■ WHAT TO WORK ON ■
Show every line in the rows below that contains the string "lake". Treat uppercase and lowercase letters as different.
>>>
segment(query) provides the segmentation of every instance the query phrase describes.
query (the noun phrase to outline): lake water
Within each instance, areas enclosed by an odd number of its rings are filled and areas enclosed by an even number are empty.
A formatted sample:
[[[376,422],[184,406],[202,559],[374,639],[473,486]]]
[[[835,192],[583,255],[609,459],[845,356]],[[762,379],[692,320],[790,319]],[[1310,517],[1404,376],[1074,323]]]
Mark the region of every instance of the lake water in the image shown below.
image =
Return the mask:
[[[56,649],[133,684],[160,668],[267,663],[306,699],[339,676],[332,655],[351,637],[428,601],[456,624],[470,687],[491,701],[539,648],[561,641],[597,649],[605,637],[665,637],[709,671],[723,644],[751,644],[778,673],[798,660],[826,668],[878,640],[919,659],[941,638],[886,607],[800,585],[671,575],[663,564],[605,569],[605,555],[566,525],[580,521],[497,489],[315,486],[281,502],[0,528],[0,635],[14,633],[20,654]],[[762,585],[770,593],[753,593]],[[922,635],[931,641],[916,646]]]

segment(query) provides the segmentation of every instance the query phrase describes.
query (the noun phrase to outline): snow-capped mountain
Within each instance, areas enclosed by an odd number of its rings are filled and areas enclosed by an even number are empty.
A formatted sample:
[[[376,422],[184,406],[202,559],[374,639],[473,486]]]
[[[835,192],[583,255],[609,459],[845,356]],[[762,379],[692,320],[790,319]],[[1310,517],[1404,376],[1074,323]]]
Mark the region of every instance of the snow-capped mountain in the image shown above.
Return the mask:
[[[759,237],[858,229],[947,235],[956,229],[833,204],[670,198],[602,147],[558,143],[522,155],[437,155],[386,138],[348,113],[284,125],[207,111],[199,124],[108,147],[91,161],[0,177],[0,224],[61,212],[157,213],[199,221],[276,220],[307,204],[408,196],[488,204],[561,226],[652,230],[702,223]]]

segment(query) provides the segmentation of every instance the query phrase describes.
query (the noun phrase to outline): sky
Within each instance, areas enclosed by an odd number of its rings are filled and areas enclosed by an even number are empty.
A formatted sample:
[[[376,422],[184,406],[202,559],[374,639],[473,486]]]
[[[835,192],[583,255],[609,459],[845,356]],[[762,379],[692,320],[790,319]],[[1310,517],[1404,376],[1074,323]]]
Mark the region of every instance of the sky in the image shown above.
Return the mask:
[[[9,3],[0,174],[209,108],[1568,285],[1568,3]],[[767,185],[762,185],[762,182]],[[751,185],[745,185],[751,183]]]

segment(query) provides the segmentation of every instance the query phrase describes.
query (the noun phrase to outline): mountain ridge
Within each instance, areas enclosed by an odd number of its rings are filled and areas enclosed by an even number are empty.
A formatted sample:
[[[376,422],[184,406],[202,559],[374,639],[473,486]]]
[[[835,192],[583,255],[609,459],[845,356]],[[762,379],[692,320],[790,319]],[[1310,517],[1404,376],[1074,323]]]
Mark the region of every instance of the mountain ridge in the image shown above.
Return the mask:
<<<
■ ANSWER TO THE TASK ■
query (the noun phrase to outline): lake water
Mark the region of every instance of the lake water in the image shown below.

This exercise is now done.